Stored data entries
-----
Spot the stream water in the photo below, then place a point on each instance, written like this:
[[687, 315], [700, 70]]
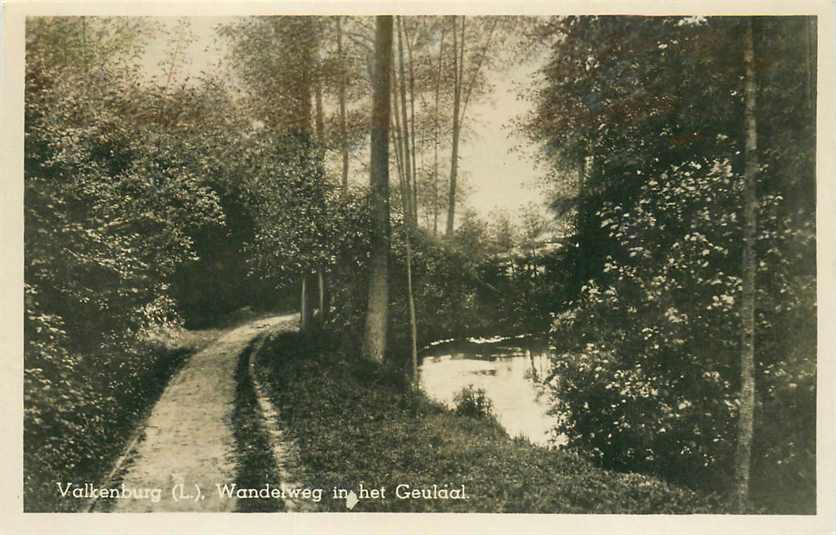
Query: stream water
[[512, 371]]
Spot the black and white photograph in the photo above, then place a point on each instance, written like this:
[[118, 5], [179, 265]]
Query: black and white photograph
[[335, 262]]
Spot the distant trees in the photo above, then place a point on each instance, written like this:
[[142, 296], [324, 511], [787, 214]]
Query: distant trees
[[666, 242]]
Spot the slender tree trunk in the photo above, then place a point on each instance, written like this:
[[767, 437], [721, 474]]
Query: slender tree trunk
[[341, 98], [458, 68], [306, 304], [437, 133], [412, 127], [407, 156], [322, 284], [397, 136], [319, 125], [377, 313], [748, 305], [410, 294]]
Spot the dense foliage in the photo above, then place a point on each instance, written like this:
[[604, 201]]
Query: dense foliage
[[648, 343], [355, 423]]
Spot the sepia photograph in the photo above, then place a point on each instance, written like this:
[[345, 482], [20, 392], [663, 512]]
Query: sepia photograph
[[437, 263]]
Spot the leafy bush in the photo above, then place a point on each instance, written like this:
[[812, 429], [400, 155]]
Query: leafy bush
[[647, 360], [473, 402]]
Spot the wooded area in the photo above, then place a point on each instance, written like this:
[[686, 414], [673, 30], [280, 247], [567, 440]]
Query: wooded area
[[674, 273]]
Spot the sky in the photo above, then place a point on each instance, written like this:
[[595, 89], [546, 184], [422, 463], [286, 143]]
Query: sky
[[497, 178]]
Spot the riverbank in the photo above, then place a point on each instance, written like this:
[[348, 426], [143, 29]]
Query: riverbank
[[355, 426]]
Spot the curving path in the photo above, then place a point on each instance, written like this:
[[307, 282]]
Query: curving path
[[188, 438]]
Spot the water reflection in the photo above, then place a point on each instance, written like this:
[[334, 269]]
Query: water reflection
[[512, 375]]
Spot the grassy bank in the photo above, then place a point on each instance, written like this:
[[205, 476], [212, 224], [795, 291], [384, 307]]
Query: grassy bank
[[254, 461], [81, 445], [355, 426]]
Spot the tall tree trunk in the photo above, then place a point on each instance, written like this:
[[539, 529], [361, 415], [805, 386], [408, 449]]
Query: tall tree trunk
[[409, 207], [437, 133], [299, 125], [397, 134], [414, 191], [306, 303], [748, 304], [404, 132], [341, 98], [319, 125], [458, 68], [377, 313], [322, 284]]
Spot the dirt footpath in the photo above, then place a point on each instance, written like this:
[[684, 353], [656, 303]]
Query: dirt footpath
[[188, 440]]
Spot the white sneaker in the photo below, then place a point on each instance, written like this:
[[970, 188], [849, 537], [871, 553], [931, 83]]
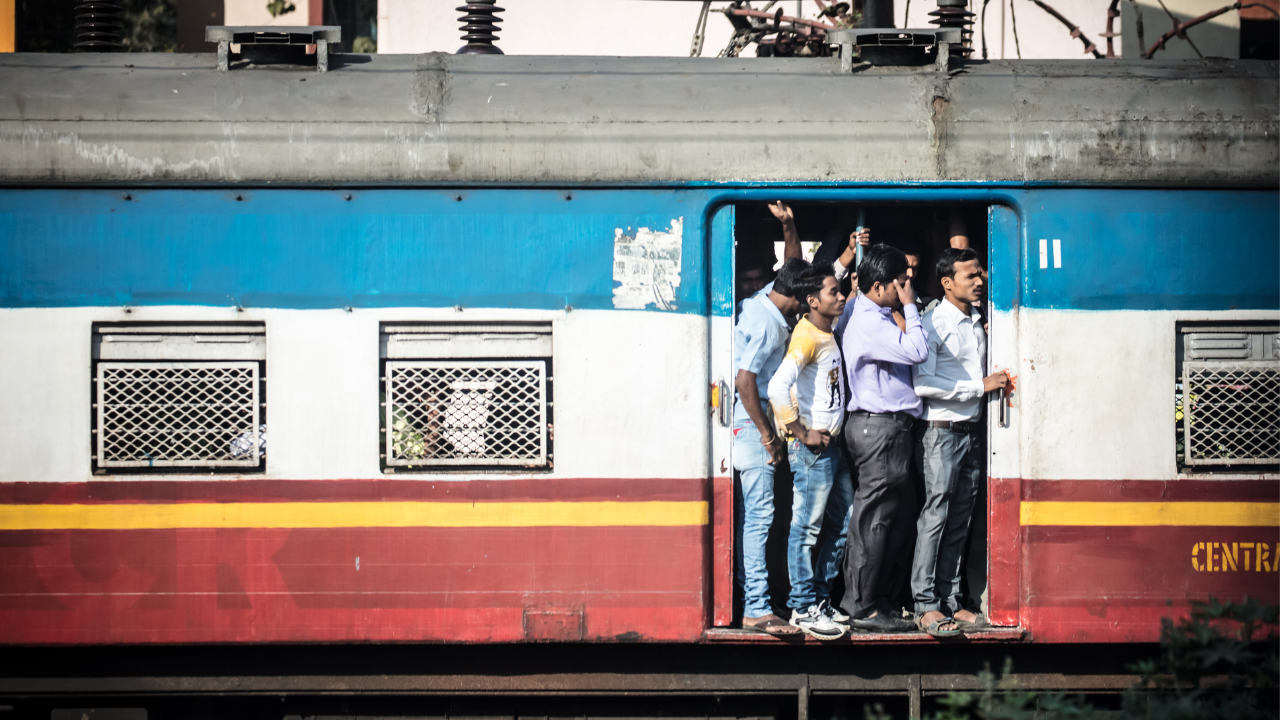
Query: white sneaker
[[816, 624], [836, 615]]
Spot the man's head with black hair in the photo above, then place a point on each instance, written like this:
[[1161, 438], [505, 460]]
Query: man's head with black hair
[[961, 277], [818, 291], [882, 272], [784, 286]]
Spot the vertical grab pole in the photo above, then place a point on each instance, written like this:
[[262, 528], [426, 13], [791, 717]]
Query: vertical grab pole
[[862, 226]]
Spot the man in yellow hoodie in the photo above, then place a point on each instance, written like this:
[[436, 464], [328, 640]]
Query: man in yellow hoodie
[[808, 401]]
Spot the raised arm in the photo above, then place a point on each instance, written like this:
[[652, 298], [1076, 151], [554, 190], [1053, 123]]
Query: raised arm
[[790, 237]]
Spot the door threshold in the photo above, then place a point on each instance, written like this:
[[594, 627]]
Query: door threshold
[[736, 636]]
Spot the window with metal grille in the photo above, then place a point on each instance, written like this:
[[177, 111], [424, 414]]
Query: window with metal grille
[[172, 397], [466, 396], [1229, 399]]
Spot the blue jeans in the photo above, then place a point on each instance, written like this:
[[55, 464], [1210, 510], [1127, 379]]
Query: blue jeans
[[753, 514], [823, 493]]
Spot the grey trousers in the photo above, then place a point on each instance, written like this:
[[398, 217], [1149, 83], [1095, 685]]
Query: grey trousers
[[952, 470], [881, 449]]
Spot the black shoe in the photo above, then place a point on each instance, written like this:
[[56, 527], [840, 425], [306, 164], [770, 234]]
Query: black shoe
[[882, 623]]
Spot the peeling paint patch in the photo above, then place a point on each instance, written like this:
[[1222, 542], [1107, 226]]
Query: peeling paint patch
[[647, 267]]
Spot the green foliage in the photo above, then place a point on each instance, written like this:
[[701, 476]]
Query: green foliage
[[150, 26], [1212, 665], [1223, 662], [1001, 700], [279, 8]]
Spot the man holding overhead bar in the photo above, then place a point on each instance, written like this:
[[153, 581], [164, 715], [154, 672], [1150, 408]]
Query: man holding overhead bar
[[882, 406]]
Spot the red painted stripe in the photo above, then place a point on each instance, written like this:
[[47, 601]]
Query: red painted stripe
[[1151, 491], [722, 551], [583, 490], [1004, 552], [457, 584]]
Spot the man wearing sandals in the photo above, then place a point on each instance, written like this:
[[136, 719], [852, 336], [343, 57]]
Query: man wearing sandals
[[952, 386], [882, 406]]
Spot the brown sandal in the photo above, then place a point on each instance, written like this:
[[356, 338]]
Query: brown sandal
[[775, 627]]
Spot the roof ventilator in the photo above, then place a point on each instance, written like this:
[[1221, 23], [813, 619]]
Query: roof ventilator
[[894, 46], [264, 45], [99, 27]]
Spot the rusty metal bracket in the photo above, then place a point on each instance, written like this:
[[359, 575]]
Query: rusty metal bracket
[[269, 44]]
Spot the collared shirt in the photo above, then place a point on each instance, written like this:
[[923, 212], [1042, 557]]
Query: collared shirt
[[878, 358], [759, 345], [950, 381], [812, 370]]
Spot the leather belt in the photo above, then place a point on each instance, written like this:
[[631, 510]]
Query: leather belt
[[967, 427], [899, 415]]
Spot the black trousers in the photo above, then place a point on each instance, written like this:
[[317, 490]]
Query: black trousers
[[881, 449]]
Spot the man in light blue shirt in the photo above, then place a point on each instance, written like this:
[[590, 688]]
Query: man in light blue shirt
[[759, 345], [952, 384]]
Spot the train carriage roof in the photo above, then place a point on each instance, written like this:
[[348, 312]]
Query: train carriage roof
[[405, 119]]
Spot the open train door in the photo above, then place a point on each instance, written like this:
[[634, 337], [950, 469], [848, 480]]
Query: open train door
[[720, 565], [1002, 527]]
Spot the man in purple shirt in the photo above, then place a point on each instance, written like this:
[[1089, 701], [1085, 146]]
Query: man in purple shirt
[[882, 405]]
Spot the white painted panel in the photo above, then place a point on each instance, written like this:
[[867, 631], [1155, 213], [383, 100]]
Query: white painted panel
[[1002, 440], [45, 395], [1097, 392], [630, 391]]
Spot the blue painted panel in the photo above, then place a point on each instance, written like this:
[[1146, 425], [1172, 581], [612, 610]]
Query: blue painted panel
[[722, 261], [1152, 250], [315, 249], [1121, 249], [1002, 255]]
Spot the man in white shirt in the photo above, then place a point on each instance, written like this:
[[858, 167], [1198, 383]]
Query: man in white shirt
[[952, 386]]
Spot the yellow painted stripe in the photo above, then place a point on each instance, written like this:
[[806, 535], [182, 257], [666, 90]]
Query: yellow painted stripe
[[1118, 514], [145, 516]]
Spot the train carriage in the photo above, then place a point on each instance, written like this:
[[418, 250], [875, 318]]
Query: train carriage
[[437, 347]]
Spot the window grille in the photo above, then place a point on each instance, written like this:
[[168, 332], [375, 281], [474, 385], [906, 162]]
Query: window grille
[[178, 415], [466, 395], [1230, 397], [178, 396], [471, 413]]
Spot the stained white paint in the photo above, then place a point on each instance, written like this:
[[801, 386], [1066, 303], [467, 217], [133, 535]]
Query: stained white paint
[[630, 391], [1096, 392], [647, 267]]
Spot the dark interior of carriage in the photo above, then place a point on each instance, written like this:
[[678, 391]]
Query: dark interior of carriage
[[824, 229], [917, 228]]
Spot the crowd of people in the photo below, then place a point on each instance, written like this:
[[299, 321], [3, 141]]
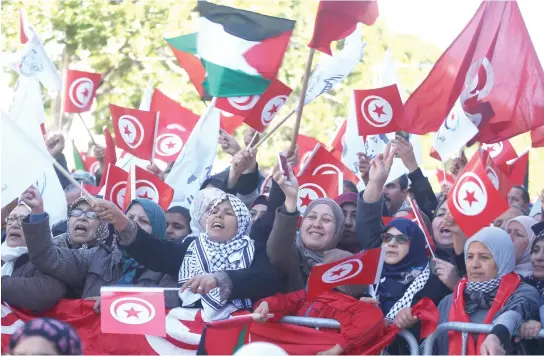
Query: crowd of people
[[244, 245]]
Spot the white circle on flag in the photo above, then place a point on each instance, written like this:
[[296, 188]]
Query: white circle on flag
[[470, 195], [132, 310], [342, 272], [81, 92], [376, 111], [131, 130], [271, 108]]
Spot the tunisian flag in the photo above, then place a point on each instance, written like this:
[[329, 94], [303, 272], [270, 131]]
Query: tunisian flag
[[337, 19], [364, 268], [493, 68], [80, 90]]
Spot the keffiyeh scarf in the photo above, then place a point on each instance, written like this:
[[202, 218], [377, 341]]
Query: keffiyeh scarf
[[206, 256]]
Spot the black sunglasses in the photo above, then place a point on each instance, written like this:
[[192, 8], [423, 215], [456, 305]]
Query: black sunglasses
[[400, 239]]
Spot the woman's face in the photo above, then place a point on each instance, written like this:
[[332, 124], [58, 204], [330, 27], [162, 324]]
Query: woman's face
[[83, 229], [519, 238], [139, 216], [317, 229], [177, 226], [222, 224], [14, 232], [537, 259], [395, 251], [441, 235], [481, 266], [34, 345]]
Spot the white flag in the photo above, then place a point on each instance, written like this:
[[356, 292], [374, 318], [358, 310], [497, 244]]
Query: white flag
[[194, 163], [28, 112], [332, 70], [454, 133]]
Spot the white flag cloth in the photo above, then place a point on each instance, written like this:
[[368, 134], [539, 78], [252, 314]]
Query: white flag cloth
[[454, 133], [194, 163], [332, 70], [27, 112]]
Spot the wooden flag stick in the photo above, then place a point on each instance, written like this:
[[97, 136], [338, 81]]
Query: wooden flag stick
[[88, 131], [301, 100]]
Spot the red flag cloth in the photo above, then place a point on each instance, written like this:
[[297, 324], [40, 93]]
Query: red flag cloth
[[364, 268], [337, 19], [501, 152], [313, 187], [116, 183], [537, 137], [134, 130], [268, 105], [110, 156], [175, 126], [379, 111], [80, 90], [474, 201], [493, 68], [130, 310]]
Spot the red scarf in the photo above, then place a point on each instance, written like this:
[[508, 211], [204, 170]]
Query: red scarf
[[507, 286]]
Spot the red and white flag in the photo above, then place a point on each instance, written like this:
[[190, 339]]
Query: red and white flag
[[80, 90], [364, 268], [175, 126], [378, 110], [313, 187], [132, 310], [142, 184], [134, 130], [268, 105], [475, 201], [483, 67]]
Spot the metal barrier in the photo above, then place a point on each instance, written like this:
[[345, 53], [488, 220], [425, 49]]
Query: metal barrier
[[464, 328], [333, 324]]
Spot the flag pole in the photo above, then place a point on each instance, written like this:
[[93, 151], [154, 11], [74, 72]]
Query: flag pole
[[157, 117], [88, 131], [302, 98]]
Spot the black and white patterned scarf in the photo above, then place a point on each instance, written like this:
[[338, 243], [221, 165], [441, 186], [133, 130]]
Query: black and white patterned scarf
[[207, 256]]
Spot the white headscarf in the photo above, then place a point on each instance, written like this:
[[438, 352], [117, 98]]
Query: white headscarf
[[524, 266]]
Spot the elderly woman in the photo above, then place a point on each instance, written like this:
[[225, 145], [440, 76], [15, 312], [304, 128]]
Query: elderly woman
[[22, 284], [85, 230], [522, 236], [294, 254], [220, 270], [492, 293]]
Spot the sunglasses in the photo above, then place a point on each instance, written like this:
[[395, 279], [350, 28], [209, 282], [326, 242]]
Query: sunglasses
[[89, 214], [400, 239]]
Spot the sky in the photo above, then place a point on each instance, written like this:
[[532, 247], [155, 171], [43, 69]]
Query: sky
[[440, 21]]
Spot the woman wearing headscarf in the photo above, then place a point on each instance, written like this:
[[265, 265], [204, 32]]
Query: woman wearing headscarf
[[85, 230], [221, 269], [87, 270], [492, 293], [23, 285], [292, 253], [522, 236], [45, 336]]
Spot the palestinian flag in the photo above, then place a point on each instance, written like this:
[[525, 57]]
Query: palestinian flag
[[240, 51]]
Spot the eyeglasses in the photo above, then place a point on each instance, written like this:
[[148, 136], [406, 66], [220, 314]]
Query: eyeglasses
[[400, 239], [12, 219], [89, 214]]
-----
What the task asks
Wherever the line holding "Spot the rusty" falls in the entries above, copy exactly from it through the line holding "[[348, 312]]", inclusive, and add nothing.

Exercise result
Spot the rusty metal bracket in the photo above, then place a point on each instance, written like this:
[[359, 575]]
Query: rusty metal bracket
[[269, 44]]
Spot the collared shirt in the photo above, then place a point on each instance, written like this:
[[923, 212], [1042, 557]]
Query: collared shirt
[[878, 358], [759, 345], [950, 381], [812, 370]]
Spot the leather belt in the photo above, then place a point on each instance, written like this:
[[631, 510]]
Query: leather belt
[[967, 427], [899, 415]]
Spot the black trousers in the photo above, then place a point on each instance, written like this:
[[317, 490]]
Query: black trousers
[[881, 449]]
Spot the man in light blue shirt in the photo above, then place a point on each instance, written like this:
[[590, 688]]
Query: man in light blue shirt
[[759, 345], [952, 384]]
Spot the train carriage roof in the photo above, then place a point on each instance, written like this:
[[348, 312]]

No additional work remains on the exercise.